Copy every line of the records below that contains the string "floor". Case counts.

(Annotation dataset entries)
>> start
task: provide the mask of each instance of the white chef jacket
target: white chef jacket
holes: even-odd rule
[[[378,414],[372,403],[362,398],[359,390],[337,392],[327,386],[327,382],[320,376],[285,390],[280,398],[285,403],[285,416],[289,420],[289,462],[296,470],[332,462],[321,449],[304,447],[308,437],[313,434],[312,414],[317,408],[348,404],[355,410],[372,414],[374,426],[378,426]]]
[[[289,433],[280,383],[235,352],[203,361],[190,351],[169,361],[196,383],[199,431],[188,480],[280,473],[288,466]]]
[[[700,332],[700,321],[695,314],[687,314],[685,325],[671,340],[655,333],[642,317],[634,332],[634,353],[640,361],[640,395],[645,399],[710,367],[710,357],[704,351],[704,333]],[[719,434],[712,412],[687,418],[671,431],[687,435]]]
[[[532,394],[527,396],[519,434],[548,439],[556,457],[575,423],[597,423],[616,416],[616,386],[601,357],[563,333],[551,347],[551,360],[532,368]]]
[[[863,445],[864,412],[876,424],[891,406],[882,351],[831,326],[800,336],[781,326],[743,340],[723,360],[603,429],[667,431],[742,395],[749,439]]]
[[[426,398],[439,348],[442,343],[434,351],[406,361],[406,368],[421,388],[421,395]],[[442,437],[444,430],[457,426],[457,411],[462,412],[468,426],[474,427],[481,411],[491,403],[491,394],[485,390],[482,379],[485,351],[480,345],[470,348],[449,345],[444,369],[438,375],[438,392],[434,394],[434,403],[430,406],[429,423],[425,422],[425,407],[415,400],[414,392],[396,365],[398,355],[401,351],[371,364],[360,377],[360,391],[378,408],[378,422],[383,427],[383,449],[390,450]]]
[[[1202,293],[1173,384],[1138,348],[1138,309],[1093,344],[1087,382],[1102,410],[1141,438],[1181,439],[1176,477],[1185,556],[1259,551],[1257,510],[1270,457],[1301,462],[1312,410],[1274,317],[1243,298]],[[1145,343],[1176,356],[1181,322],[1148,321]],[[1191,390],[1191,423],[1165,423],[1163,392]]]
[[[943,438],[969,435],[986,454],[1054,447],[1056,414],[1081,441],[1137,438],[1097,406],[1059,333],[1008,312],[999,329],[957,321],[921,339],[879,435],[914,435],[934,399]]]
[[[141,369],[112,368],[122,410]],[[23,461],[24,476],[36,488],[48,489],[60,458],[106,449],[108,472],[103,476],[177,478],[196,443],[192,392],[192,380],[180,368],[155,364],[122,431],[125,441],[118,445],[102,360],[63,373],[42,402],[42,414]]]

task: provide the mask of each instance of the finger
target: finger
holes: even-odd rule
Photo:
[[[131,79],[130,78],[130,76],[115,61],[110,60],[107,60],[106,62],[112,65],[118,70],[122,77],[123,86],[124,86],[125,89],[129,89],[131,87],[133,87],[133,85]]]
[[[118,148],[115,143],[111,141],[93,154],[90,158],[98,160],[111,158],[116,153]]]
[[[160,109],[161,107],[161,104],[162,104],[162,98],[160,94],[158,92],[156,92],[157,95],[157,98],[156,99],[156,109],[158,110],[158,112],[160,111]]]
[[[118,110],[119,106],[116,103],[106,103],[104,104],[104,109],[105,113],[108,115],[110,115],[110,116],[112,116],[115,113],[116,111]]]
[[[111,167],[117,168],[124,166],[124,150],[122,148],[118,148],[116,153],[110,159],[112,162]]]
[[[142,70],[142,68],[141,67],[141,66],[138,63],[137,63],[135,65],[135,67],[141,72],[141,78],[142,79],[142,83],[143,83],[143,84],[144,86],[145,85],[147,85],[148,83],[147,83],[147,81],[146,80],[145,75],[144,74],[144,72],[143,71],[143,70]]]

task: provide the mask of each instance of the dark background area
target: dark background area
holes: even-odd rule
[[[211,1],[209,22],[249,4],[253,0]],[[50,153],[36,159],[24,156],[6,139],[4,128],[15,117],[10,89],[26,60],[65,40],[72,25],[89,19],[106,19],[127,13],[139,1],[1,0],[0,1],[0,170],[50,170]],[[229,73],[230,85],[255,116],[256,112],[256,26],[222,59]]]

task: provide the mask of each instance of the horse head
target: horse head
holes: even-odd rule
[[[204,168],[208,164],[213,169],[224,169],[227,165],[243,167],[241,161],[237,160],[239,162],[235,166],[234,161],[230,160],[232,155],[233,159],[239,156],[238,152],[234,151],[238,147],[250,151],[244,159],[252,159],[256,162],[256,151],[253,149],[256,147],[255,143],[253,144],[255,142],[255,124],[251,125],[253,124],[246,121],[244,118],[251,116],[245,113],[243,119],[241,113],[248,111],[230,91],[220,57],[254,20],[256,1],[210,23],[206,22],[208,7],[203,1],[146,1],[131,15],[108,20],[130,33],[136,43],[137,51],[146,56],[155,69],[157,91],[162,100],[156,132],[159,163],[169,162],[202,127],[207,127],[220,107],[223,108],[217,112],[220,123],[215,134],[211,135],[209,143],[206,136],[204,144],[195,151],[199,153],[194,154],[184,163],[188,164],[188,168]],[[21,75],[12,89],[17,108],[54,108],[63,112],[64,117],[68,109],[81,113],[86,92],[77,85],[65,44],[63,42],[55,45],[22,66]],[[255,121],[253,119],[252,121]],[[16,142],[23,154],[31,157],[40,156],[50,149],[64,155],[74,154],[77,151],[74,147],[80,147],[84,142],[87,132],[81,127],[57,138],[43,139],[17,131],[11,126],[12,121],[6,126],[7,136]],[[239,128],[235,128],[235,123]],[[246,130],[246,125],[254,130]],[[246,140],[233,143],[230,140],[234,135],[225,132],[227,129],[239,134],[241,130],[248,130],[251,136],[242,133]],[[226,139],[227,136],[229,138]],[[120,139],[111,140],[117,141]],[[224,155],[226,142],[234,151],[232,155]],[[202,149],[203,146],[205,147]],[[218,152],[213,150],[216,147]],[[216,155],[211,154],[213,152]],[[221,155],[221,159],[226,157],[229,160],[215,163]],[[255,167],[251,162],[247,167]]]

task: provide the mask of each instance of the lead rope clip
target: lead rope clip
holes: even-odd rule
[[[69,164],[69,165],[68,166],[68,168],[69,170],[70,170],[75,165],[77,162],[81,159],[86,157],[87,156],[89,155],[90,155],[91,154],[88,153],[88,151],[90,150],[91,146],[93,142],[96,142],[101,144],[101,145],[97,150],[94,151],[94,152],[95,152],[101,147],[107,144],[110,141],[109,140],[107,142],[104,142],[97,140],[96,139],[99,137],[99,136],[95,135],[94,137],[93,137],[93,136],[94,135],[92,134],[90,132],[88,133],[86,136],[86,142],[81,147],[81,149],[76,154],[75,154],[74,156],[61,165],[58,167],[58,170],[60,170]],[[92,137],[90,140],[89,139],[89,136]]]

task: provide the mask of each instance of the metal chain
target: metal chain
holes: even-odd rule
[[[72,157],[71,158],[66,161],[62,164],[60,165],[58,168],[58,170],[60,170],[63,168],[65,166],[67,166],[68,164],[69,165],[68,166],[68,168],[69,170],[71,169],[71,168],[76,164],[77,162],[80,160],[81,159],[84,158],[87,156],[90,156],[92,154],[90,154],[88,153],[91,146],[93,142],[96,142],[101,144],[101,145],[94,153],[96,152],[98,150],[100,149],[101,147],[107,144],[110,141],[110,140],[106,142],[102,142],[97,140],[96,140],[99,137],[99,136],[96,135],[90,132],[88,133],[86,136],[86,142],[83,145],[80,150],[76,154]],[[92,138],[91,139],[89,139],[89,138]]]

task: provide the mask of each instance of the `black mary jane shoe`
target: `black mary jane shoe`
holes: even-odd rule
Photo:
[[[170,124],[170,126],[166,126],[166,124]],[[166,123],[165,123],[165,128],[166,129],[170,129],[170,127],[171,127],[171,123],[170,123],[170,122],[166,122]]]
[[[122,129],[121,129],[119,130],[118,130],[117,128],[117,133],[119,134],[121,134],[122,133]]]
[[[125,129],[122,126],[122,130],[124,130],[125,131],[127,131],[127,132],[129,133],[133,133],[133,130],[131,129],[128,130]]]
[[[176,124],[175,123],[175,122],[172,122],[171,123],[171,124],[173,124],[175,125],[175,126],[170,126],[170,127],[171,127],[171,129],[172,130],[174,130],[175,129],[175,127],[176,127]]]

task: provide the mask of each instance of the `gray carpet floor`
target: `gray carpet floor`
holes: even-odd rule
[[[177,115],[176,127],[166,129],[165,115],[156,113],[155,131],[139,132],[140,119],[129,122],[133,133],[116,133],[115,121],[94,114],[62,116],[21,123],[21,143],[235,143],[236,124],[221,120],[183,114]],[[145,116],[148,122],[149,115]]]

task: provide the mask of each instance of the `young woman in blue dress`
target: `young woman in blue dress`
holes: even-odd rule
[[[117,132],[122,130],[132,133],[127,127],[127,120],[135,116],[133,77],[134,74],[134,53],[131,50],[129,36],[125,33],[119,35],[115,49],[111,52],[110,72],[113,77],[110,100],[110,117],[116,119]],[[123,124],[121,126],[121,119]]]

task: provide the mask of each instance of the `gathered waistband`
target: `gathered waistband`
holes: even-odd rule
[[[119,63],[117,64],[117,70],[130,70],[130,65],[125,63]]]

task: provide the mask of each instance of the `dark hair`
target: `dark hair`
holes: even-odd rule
>> end
TASK SOLUTION>
task: provide the mask of each instance of the `gray carpet floor`
target: `gray carpet floor`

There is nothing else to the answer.